- Extract -
I think we're off to a grand start. And this topic cuts to the very heart of everything else, don't you think?
Daniel:
I will try to slow it down a bit, Scott. But I agree with you... (these are the types of conversations I enjoy the most, for some reason).
But now to get to the question at hand, I mentioned two aspects in my earlier threads that we can continue to explore: consciousness, and intelligence. They are of course, interrelated, but not necessarily united... I think they are very important in exploring the question of meaning and purpose in life, and if perhaps we might want to limit the scope of meaning and purpose to human life, animal life, or all life in general. Once we've got that in hand, then we can attempt to understand what that life is and what the qualities of it are.
moremojo:
Yes, what is consciousness? Animals besides human beings clearly possess some degree of awareness (they react to stimuli, and can even be conditioned to expect certain conditions to be met), but are they conscious in any comparable way to what we humans know we possess inside ourselves?

- To be done -
**a)** Condense the paragraph of the discussion that begins "But now to get to the question at hand" into a shorter version that keeps its main points.
**b)** Reproduce, word for word, everything in the discussion from "I think we're" down to "for some reason).".

- Records -
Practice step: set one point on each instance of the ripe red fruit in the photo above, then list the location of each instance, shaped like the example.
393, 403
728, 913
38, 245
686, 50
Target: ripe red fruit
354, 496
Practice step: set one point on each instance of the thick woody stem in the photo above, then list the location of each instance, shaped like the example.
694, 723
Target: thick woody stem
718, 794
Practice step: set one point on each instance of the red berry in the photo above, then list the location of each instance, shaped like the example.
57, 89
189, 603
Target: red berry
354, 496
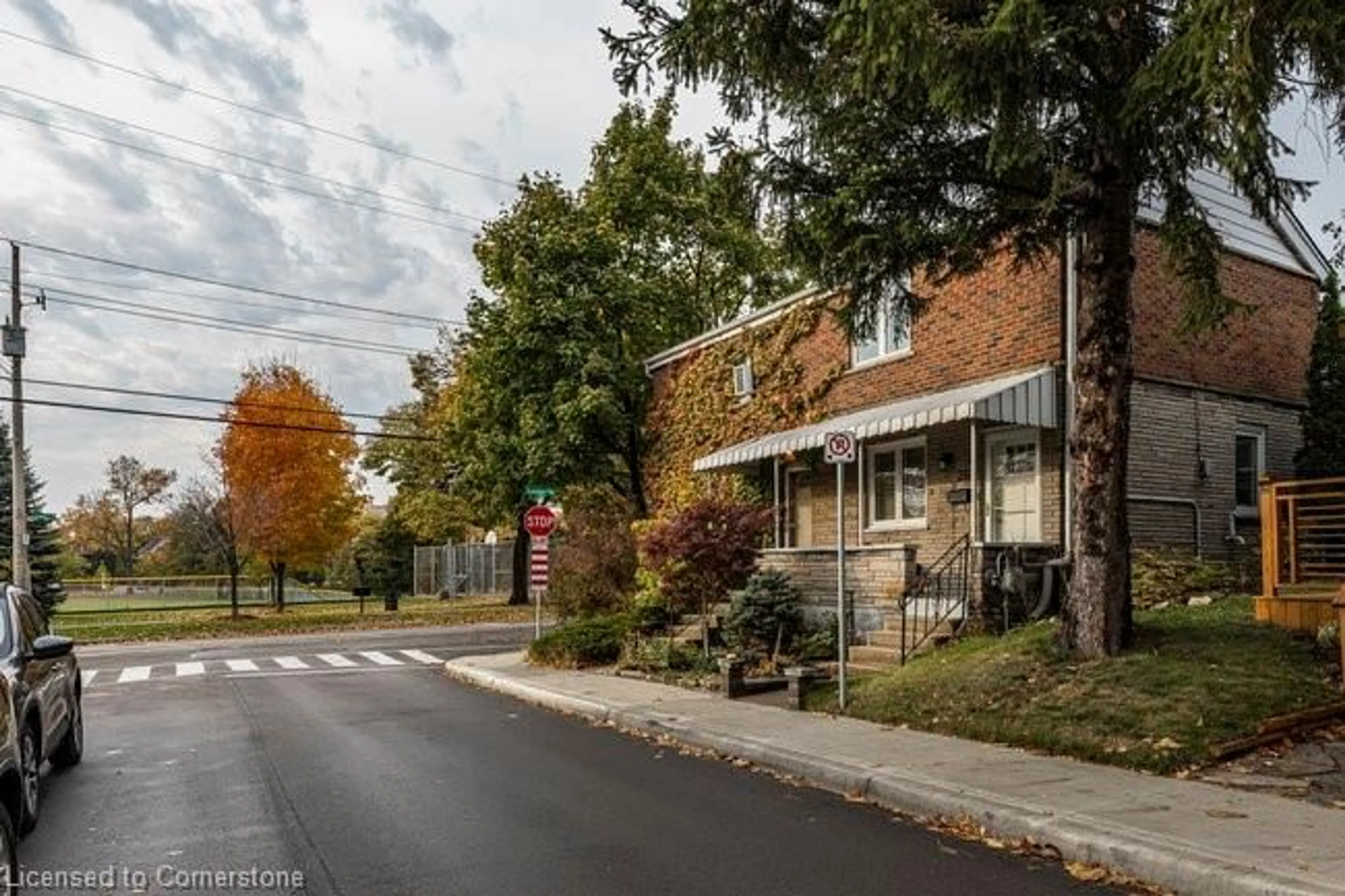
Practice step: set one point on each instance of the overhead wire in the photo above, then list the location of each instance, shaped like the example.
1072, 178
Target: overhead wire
252, 330
54, 292
257, 111
259, 424
233, 403
241, 157
227, 301
225, 284
265, 182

- Answers to the exercise -
**a)** Two aspects raised in earlier threads can be explored further: consciousness and intelligence. They are related but not necessarily united. Both matter for the question of meaning and purpose in life, and for whether that question should cover human life, animal life, or all life. Once that is settled, the next step is to understand what that life is and what qualities it has.

**b)**
I think we're off to a grand start. And this topic cuts to the very heart of everything else, don't you think?
Daniel:
I will try to slow it down a bit, Scott. But I agree with you... (these are the types of conversations I enjoy the most, for some reason).